*Problem statement:*
Filter the material below down to the lines containing the word "wooden".

┌──

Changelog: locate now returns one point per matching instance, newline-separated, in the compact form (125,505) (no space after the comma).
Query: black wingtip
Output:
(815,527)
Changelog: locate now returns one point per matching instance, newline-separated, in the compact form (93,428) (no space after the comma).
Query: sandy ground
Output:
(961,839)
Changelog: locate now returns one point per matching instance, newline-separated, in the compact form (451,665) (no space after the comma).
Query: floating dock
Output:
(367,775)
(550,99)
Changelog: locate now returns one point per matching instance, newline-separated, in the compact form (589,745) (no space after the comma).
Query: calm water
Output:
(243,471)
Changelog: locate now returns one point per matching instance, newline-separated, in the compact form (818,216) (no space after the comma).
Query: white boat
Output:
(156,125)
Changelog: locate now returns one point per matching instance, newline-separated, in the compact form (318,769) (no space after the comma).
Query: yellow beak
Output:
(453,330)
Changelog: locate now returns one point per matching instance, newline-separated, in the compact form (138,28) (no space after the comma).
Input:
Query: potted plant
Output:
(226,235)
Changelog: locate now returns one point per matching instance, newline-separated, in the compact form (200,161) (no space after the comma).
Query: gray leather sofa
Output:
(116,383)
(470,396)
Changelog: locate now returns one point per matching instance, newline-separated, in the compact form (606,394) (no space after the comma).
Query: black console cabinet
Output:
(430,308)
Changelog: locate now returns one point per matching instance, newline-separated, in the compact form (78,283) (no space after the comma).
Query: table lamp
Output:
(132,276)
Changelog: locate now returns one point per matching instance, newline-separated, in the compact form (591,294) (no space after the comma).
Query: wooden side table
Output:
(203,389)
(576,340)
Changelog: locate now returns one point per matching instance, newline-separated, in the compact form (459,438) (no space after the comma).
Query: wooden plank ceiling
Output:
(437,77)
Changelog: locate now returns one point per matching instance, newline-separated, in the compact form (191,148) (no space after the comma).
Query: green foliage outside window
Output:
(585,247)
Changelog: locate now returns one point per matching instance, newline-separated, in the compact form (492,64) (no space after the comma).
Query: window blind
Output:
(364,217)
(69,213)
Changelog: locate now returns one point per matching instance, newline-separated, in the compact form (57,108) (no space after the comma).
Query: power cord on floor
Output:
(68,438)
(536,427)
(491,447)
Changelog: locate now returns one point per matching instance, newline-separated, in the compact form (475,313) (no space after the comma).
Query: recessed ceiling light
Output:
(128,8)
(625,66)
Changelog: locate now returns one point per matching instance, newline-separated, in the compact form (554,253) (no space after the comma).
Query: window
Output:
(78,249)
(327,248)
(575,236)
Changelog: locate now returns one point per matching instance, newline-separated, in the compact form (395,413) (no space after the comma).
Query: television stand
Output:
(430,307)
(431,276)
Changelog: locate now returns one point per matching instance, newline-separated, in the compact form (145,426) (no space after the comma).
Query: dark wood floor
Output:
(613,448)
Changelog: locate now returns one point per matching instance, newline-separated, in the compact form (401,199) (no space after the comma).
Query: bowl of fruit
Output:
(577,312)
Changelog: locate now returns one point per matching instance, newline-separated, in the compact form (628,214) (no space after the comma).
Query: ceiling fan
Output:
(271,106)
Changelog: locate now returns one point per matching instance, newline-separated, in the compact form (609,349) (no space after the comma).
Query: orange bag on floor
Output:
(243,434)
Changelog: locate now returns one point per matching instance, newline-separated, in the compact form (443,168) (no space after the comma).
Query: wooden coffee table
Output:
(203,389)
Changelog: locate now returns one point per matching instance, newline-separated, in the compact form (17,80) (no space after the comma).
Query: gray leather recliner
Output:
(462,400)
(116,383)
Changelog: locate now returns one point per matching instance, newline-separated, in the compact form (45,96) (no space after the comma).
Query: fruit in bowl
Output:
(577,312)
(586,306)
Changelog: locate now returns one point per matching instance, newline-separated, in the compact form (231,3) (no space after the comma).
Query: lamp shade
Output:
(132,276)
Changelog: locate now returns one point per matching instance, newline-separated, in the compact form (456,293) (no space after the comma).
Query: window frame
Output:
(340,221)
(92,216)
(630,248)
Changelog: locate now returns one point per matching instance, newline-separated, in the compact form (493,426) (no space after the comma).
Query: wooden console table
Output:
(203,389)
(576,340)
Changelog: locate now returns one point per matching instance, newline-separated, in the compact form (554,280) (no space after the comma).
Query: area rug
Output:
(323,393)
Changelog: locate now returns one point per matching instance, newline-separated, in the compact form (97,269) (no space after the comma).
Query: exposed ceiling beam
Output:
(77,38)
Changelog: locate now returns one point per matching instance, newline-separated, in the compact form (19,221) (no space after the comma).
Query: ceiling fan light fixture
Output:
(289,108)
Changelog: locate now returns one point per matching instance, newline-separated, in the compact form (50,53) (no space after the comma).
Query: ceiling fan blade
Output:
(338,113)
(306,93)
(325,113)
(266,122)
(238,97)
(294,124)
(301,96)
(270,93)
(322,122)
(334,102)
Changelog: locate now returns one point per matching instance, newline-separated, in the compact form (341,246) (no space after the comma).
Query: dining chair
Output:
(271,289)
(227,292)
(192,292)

└──

*Output for this task:*
Query: wooden side table
Query: wooden plank ceiling
Query: wooden coffee table
Query: wooden console table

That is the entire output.